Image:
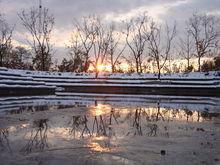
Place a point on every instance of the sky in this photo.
(65, 11)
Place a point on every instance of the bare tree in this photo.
(136, 40)
(83, 40)
(79, 57)
(114, 50)
(101, 44)
(5, 39)
(40, 24)
(186, 47)
(205, 32)
(159, 50)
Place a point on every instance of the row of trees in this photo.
(39, 25)
(93, 42)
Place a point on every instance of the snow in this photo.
(31, 79)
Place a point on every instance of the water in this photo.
(96, 131)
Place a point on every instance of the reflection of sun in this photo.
(101, 109)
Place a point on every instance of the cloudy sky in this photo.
(65, 11)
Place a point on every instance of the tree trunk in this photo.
(199, 63)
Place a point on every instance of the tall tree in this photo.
(40, 24)
(205, 31)
(5, 40)
(136, 40)
(160, 46)
(83, 40)
(94, 37)
(114, 49)
(186, 47)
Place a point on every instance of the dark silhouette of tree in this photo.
(205, 32)
(5, 41)
(114, 50)
(39, 23)
(160, 46)
(186, 48)
(136, 30)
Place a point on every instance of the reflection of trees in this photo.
(137, 122)
(4, 141)
(79, 123)
(38, 138)
(24, 109)
(141, 121)
(188, 114)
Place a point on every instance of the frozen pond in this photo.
(108, 131)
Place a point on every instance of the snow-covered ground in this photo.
(33, 79)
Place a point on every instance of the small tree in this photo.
(39, 24)
(205, 32)
(136, 31)
(114, 50)
(5, 40)
(186, 47)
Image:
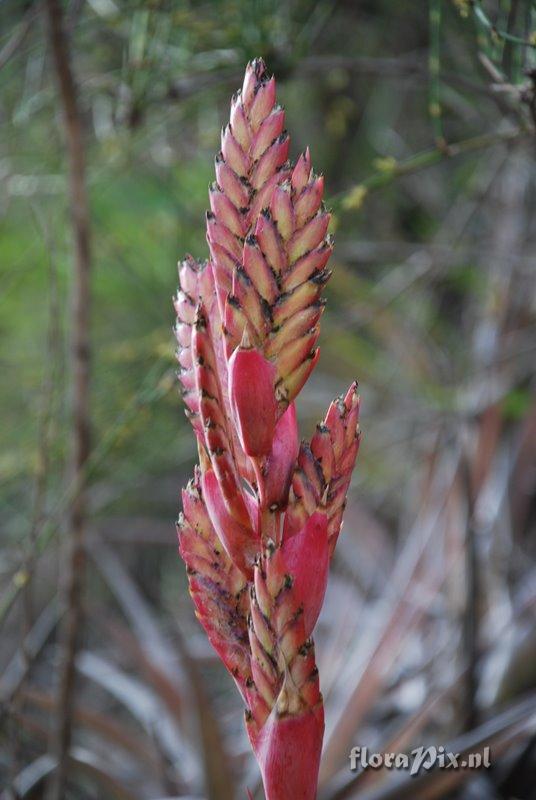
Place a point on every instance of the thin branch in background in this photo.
(390, 169)
(80, 356)
(434, 67)
(508, 52)
(12, 45)
(470, 617)
(497, 33)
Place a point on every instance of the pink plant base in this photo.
(262, 514)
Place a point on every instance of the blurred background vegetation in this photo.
(421, 117)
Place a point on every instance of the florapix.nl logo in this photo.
(419, 759)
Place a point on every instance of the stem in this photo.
(80, 358)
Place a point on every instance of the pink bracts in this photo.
(262, 514)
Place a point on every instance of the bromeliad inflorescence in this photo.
(262, 514)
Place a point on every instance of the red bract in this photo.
(262, 515)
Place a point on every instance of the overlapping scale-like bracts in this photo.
(325, 467)
(277, 286)
(262, 514)
(267, 234)
(195, 283)
(288, 720)
(219, 590)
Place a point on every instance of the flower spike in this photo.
(263, 512)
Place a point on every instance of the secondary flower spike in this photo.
(262, 515)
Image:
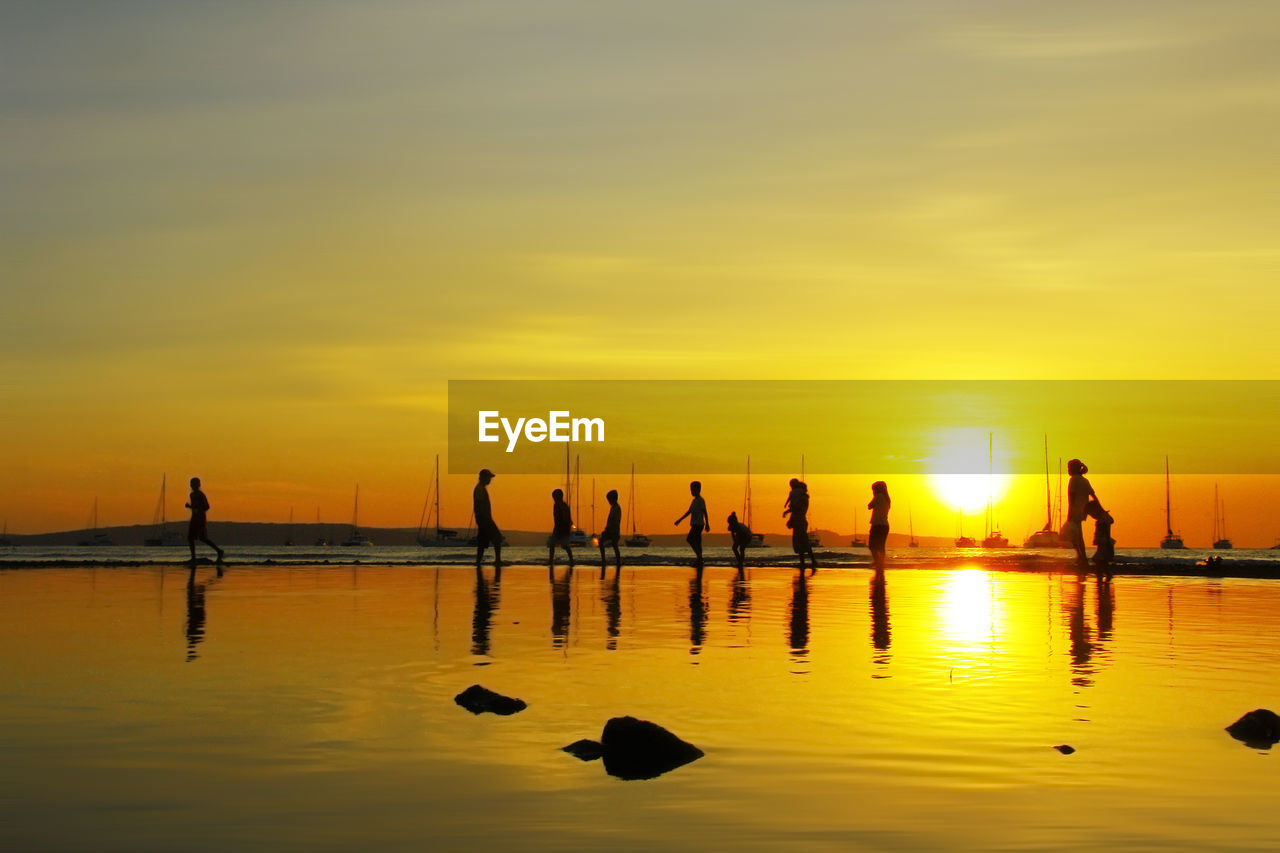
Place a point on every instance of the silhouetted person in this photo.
(612, 533)
(1078, 493)
(562, 528)
(698, 521)
(798, 507)
(487, 530)
(878, 534)
(1106, 546)
(740, 537)
(199, 527)
(195, 616)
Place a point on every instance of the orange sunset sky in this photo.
(252, 242)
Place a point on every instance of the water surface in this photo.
(312, 707)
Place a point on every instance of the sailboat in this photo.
(164, 537)
(1170, 542)
(1048, 537)
(757, 538)
(96, 537)
(635, 539)
(961, 541)
(1220, 541)
(356, 539)
(814, 541)
(434, 536)
(858, 542)
(992, 538)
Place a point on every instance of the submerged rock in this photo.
(635, 749)
(1258, 729)
(585, 749)
(641, 749)
(479, 699)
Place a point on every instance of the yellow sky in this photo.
(255, 242)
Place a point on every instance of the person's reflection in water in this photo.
(740, 598)
(1106, 611)
(195, 626)
(1082, 643)
(611, 593)
(798, 634)
(487, 602)
(880, 621)
(561, 606)
(696, 614)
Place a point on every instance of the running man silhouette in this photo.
(1078, 493)
(612, 529)
(740, 534)
(562, 527)
(878, 505)
(487, 530)
(199, 527)
(698, 520)
(798, 507)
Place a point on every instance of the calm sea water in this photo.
(311, 707)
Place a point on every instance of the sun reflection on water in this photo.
(970, 615)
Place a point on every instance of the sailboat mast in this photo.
(568, 479)
(1215, 512)
(437, 493)
(1048, 501)
(631, 500)
(991, 442)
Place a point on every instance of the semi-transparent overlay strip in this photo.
(863, 427)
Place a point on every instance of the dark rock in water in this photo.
(584, 749)
(1258, 729)
(478, 699)
(641, 749)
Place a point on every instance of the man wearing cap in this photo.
(487, 532)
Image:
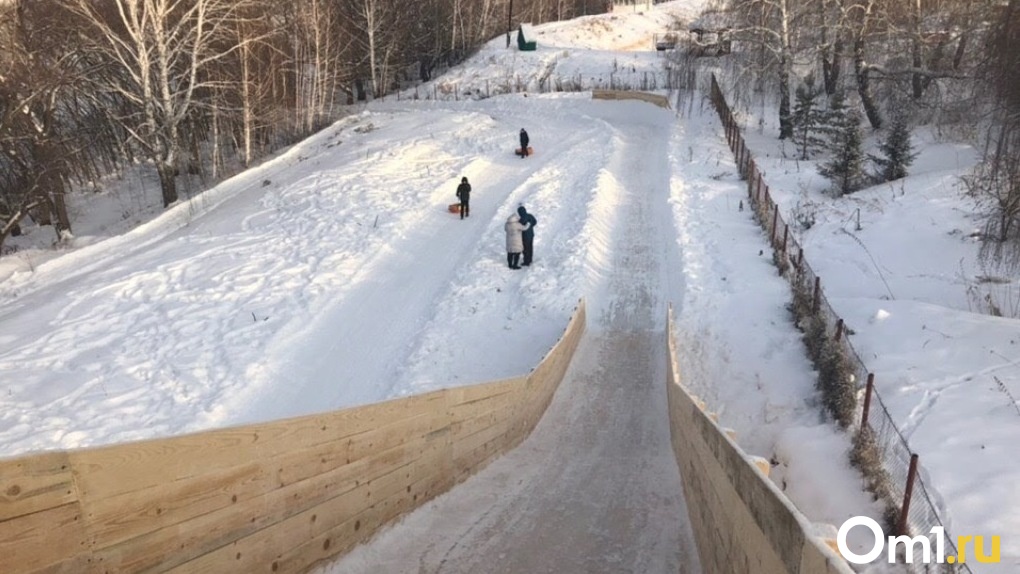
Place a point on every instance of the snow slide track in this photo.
(273, 497)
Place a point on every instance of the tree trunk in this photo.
(167, 183)
(785, 121)
(864, 84)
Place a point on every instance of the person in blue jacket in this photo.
(528, 235)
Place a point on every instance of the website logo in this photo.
(909, 545)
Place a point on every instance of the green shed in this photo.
(525, 38)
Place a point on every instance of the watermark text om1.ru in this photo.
(909, 543)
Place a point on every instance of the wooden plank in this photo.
(36, 482)
(260, 550)
(188, 539)
(122, 468)
(52, 539)
(468, 394)
(115, 519)
(338, 540)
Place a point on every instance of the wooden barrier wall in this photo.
(656, 99)
(743, 523)
(276, 497)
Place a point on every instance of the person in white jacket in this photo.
(515, 241)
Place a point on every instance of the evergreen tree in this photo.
(807, 118)
(898, 152)
(846, 166)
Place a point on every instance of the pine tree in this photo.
(846, 166)
(898, 152)
(807, 117)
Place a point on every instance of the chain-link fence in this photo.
(879, 449)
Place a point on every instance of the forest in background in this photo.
(888, 65)
(206, 87)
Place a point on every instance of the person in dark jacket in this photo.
(514, 229)
(464, 195)
(528, 235)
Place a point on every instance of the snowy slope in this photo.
(333, 275)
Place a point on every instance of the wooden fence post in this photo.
(905, 511)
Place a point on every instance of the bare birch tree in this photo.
(159, 51)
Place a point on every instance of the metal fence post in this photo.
(867, 402)
(905, 511)
(818, 296)
(775, 221)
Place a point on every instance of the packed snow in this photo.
(334, 275)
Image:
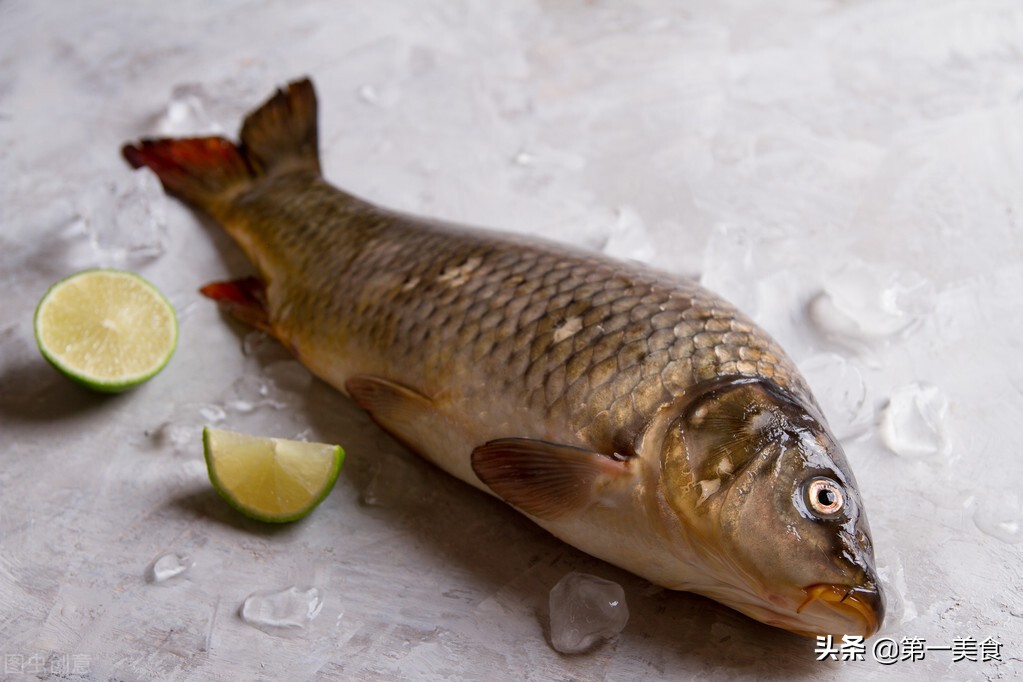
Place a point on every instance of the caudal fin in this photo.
(202, 171)
(282, 132)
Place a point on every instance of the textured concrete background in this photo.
(848, 172)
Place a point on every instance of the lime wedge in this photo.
(106, 329)
(268, 479)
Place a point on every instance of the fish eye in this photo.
(825, 496)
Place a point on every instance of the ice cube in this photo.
(168, 565)
(862, 303)
(585, 609)
(286, 608)
(913, 422)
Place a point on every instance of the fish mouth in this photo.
(862, 606)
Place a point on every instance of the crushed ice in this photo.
(584, 610)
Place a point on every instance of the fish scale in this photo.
(628, 411)
(486, 308)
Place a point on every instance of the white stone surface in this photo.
(767, 147)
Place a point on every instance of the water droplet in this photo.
(1001, 515)
(168, 565)
(254, 343)
(585, 609)
(367, 93)
(628, 237)
(212, 413)
(913, 422)
(286, 608)
(524, 158)
(288, 375)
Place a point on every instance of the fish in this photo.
(628, 411)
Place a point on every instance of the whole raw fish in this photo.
(629, 412)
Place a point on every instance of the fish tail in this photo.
(282, 132)
(206, 171)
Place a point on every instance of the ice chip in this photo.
(913, 422)
(168, 565)
(286, 608)
(187, 114)
(840, 389)
(585, 609)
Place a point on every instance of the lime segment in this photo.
(268, 479)
(106, 329)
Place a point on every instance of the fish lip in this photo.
(864, 602)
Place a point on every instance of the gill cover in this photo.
(754, 475)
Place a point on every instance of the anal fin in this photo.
(404, 413)
(545, 480)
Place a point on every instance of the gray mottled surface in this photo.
(847, 173)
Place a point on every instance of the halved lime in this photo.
(269, 479)
(106, 329)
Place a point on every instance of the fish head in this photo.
(770, 505)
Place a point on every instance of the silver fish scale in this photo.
(582, 341)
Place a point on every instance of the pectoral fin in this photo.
(245, 300)
(545, 480)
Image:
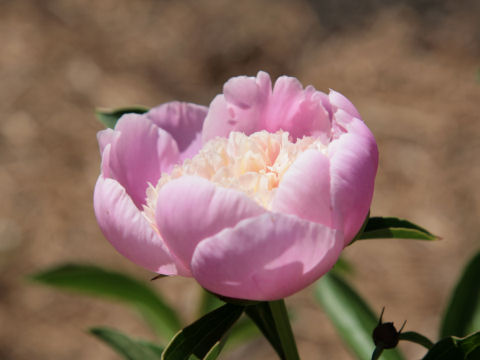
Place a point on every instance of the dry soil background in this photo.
(411, 68)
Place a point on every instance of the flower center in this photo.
(253, 164)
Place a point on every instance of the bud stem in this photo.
(284, 330)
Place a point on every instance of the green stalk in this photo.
(284, 330)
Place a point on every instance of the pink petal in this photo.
(305, 189)
(129, 232)
(267, 257)
(183, 121)
(139, 154)
(105, 137)
(191, 209)
(354, 162)
(249, 105)
(240, 108)
(341, 102)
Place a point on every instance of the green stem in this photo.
(284, 330)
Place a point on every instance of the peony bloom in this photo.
(254, 197)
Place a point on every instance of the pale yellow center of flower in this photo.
(253, 164)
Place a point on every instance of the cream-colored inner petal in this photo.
(253, 164)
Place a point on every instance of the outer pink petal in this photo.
(128, 231)
(354, 162)
(105, 137)
(139, 154)
(298, 111)
(341, 102)
(191, 209)
(240, 108)
(267, 257)
(183, 121)
(305, 189)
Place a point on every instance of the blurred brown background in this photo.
(410, 67)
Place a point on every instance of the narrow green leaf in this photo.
(462, 315)
(343, 267)
(454, 348)
(208, 303)
(243, 331)
(284, 330)
(214, 351)
(393, 228)
(417, 338)
(129, 348)
(110, 117)
(262, 316)
(351, 316)
(107, 284)
(201, 336)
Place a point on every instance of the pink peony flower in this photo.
(255, 196)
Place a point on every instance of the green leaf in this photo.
(454, 348)
(208, 303)
(200, 337)
(129, 348)
(351, 316)
(243, 331)
(110, 117)
(214, 351)
(107, 284)
(262, 316)
(393, 228)
(417, 338)
(462, 315)
(343, 267)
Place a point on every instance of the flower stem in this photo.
(284, 330)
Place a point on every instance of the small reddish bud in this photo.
(386, 335)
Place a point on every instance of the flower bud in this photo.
(385, 335)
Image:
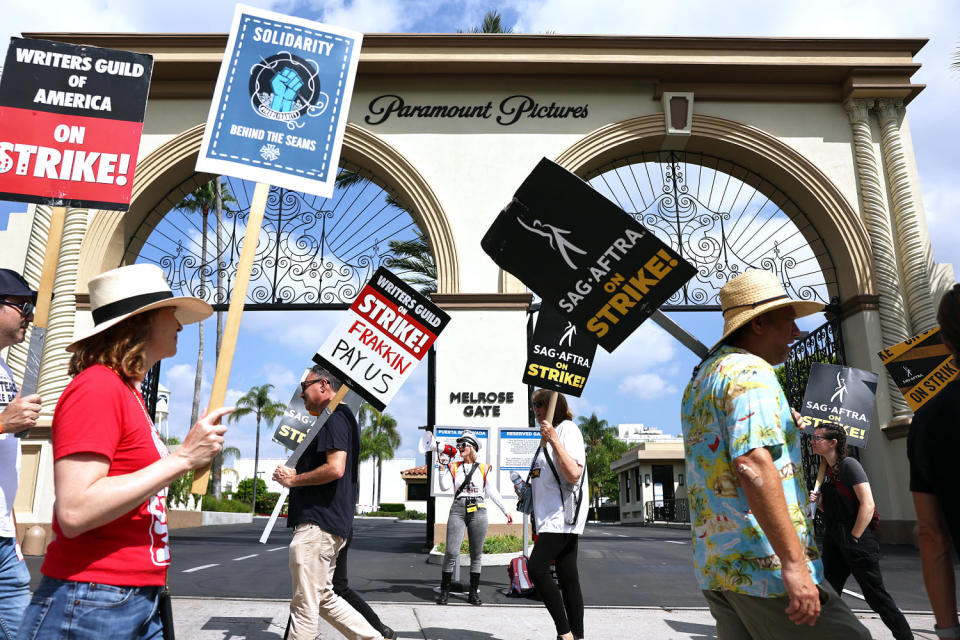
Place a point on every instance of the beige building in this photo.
(652, 479)
(812, 134)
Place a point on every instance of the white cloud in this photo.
(647, 386)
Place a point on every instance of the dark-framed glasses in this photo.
(307, 383)
(25, 308)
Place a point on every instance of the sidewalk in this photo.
(219, 619)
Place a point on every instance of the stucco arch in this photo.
(110, 239)
(811, 193)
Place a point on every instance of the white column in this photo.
(63, 311)
(893, 323)
(17, 354)
(914, 249)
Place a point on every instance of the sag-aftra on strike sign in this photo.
(70, 123)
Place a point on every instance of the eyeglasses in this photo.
(25, 308)
(307, 383)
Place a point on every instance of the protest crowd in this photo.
(759, 565)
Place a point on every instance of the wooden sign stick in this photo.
(232, 329)
(41, 315)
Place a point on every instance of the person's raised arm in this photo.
(761, 484)
(936, 559)
(86, 498)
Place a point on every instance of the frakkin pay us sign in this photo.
(388, 329)
(843, 396)
(560, 354)
(280, 106)
(70, 123)
(583, 255)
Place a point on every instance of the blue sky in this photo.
(642, 382)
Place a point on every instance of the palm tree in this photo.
(378, 440)
(205, 197)
(492, 23)
(257, 401)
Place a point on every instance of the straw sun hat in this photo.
(120, 293)
(753, 293)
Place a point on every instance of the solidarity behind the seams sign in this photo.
(280, 106)
(583, 255)
(70, 123)
(387, 331)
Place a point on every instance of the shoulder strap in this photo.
(466, 481)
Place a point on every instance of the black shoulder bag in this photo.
(576, 493)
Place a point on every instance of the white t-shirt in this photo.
(547, 505)
(9, 457)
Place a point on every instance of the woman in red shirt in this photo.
(104, 571)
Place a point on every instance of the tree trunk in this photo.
(379, 481)
(198, 380)
(256, 464)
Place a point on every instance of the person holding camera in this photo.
(467, 513)
(558, 477)
(849, 545)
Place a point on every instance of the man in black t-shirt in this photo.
(323, 492)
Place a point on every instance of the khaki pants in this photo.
(742, 617)
(313, 558)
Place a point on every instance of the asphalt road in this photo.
(619, 566)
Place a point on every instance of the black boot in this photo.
(474, 597)
(445, 578)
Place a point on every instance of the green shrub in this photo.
(494, 544)
(210, 503)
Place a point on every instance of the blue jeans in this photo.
(14, 589)
(90, 611)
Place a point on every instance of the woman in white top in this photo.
(560, 511)
(470, 482)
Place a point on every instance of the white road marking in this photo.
(203, 566)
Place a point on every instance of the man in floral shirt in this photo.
(754, 551)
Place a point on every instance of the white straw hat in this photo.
(753, 293)
(120, 293)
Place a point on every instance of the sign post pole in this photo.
(232, 329)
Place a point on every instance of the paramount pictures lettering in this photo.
(509, 111)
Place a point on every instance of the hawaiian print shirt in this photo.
(734, 404)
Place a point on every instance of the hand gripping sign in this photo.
(583, 255)
(387, 331)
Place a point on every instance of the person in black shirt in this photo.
(932, 449)
(323, 493)
(849, 545)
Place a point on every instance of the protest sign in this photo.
(584, 255)
(387, 331)
(560, 357)
(70, 123)
(448, 435)
(920, 366)
(281, 101)
(297, 423)
(843, 396)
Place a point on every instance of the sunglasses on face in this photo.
(25, 308)
(307, 383)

### [WORK INSTRUCTIONS]
Convert the items from the line containing "Place a point on every instance of the sunglasses" through the end of the items into a two-column CSV with the headers instruction and response, giving one row per instruction and its response. Put each value in a single quoted field, with any line breaks replaced by spaces.

### [RESPONSE TO THE TASK]
instruction,response
"Place a point on every instance of the sunglasses on face in this photo.","(25, 308) (307, 383)"